## Goal of the exercise
Scan the entries that follow and copy out every line containing "unit".
### Supplied data
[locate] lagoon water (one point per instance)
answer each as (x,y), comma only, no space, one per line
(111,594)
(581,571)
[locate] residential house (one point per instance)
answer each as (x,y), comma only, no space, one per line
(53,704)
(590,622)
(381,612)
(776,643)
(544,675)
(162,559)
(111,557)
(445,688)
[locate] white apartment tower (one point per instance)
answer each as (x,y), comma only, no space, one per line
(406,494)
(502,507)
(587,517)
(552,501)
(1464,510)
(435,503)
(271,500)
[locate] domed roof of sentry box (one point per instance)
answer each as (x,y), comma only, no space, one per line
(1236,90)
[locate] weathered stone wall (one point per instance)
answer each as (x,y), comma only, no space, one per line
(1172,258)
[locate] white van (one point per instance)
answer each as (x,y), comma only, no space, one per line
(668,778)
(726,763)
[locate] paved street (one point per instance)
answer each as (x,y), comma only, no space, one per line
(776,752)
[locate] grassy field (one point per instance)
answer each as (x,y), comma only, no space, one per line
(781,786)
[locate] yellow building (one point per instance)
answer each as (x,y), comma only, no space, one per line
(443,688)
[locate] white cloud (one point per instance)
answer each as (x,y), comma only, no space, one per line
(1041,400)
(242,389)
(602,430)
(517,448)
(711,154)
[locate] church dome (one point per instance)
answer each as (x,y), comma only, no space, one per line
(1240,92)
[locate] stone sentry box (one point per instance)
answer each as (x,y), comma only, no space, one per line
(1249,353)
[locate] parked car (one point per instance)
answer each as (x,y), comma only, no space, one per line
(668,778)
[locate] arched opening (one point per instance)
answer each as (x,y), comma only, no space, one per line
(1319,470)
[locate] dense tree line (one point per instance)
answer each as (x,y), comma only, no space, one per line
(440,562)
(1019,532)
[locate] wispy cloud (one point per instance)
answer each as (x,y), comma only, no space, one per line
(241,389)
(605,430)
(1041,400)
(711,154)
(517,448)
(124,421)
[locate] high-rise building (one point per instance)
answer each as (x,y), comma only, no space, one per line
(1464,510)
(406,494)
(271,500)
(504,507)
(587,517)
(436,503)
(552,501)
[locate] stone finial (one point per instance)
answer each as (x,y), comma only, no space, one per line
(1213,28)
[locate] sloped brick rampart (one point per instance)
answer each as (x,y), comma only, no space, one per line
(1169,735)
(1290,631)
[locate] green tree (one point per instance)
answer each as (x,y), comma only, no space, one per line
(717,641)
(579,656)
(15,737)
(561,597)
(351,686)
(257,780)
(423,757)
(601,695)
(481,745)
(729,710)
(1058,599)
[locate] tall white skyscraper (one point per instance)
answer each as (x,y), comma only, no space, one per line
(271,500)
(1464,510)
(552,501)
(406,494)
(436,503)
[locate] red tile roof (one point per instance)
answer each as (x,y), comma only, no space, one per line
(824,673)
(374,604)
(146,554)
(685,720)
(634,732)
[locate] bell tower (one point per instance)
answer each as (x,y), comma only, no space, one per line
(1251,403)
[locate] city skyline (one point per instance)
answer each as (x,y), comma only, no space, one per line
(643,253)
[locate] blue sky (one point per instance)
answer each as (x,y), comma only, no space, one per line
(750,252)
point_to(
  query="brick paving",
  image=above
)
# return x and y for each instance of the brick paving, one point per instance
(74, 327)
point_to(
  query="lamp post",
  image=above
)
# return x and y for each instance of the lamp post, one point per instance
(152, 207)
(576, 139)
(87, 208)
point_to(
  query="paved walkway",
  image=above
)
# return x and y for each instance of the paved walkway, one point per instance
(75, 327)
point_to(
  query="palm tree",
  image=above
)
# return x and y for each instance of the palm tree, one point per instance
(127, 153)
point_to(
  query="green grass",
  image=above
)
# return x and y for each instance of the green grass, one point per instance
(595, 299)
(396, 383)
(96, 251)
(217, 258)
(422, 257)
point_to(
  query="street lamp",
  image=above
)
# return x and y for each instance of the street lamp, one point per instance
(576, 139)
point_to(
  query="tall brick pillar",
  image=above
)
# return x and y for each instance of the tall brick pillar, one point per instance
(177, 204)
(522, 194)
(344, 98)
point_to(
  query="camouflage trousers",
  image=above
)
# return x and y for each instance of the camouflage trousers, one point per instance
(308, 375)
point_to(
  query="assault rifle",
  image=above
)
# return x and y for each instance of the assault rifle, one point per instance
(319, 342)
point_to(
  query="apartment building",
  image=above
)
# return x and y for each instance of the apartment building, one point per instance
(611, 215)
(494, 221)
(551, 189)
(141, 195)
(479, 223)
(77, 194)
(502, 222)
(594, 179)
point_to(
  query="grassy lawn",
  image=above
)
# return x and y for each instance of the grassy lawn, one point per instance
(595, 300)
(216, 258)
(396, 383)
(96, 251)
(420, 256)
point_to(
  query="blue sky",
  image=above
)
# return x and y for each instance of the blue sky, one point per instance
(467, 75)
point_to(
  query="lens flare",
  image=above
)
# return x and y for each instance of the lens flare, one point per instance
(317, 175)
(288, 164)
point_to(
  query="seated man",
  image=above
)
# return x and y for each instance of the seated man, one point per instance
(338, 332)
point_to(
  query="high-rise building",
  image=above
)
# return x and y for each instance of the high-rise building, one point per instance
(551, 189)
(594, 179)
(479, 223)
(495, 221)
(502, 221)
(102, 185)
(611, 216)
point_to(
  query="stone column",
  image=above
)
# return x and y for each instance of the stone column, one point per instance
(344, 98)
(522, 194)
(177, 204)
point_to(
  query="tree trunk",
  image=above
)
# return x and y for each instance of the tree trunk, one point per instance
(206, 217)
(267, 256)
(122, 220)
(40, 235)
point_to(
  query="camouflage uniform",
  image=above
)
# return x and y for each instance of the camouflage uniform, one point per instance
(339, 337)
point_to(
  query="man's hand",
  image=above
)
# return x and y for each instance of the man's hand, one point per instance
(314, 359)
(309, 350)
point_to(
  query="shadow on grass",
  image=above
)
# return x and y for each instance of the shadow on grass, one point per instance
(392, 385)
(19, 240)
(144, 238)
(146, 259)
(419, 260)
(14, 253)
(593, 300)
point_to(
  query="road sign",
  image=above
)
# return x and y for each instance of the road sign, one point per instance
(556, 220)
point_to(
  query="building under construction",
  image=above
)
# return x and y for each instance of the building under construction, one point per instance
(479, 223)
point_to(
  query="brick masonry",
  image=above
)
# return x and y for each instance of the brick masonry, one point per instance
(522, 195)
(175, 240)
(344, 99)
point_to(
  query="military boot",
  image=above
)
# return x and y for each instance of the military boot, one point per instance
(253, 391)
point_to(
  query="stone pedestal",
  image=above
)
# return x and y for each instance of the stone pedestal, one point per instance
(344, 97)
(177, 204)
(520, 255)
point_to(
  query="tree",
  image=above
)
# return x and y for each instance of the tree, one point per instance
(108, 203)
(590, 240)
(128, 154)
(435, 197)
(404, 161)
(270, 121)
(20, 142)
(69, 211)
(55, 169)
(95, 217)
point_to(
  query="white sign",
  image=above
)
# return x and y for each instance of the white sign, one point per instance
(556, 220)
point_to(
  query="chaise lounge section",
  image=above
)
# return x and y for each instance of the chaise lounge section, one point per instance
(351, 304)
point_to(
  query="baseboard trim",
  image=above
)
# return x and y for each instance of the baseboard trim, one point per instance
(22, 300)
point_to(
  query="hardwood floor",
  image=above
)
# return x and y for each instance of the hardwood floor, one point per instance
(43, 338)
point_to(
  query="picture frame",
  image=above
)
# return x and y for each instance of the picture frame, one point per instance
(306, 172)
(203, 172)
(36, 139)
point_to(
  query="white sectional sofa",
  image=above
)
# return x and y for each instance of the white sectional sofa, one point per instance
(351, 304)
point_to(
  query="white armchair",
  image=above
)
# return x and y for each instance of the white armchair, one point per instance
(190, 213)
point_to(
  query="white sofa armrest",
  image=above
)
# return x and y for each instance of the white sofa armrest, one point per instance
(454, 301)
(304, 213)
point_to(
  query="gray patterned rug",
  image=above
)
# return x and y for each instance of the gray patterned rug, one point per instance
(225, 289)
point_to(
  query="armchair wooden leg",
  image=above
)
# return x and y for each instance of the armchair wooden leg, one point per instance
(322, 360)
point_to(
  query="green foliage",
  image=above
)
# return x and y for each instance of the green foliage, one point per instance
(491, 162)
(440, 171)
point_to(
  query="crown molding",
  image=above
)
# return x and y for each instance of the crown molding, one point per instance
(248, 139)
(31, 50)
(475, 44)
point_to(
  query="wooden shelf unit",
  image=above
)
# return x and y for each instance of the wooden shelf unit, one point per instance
######
## Result of the task
  query="wooden shelf unit",
# return x and y for each instance of the wooden shelf unit, one point per instance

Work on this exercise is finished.